Referring expression data
·····

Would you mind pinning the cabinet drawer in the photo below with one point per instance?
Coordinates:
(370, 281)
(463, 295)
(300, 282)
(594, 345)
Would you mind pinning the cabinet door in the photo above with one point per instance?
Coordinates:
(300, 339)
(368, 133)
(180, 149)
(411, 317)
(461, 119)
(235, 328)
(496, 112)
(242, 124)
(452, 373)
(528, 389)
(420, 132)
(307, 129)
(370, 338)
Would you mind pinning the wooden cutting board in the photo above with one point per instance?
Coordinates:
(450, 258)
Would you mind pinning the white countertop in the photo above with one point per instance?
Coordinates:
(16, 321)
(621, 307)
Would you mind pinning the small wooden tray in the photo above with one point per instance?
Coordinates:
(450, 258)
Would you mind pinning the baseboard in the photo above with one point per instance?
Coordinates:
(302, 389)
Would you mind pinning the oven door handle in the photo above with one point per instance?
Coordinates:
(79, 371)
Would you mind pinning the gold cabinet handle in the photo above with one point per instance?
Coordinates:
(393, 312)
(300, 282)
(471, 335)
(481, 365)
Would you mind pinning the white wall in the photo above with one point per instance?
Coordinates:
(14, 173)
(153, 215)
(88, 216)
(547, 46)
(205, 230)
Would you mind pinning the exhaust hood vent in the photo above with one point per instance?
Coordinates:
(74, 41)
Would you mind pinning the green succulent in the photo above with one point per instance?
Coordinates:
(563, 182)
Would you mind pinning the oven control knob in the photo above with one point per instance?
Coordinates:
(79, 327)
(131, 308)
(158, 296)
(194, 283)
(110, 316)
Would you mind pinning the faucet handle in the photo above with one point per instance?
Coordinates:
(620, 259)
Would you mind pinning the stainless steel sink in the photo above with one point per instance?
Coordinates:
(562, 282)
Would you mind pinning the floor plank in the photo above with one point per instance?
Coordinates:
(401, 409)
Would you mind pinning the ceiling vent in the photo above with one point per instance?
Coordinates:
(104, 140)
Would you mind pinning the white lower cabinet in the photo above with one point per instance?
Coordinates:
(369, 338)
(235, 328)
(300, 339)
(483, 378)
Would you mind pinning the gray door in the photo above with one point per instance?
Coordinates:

·····

> [PROBLEM DETAILS]: Scan the records above for the word "cabinet". Show each line in which it appears.

> [ANSWER]:
Would you mind pinning the cabinet drawer in the photo below with one point per instance?
Would you mind pinning the cabinet door in the photo above with one point per instance?
Would you mind pinning the gold cabinet handle in the photo above with one point per instance?
Would you mind pinning the white lower cabinet in the photo above with one point per instance?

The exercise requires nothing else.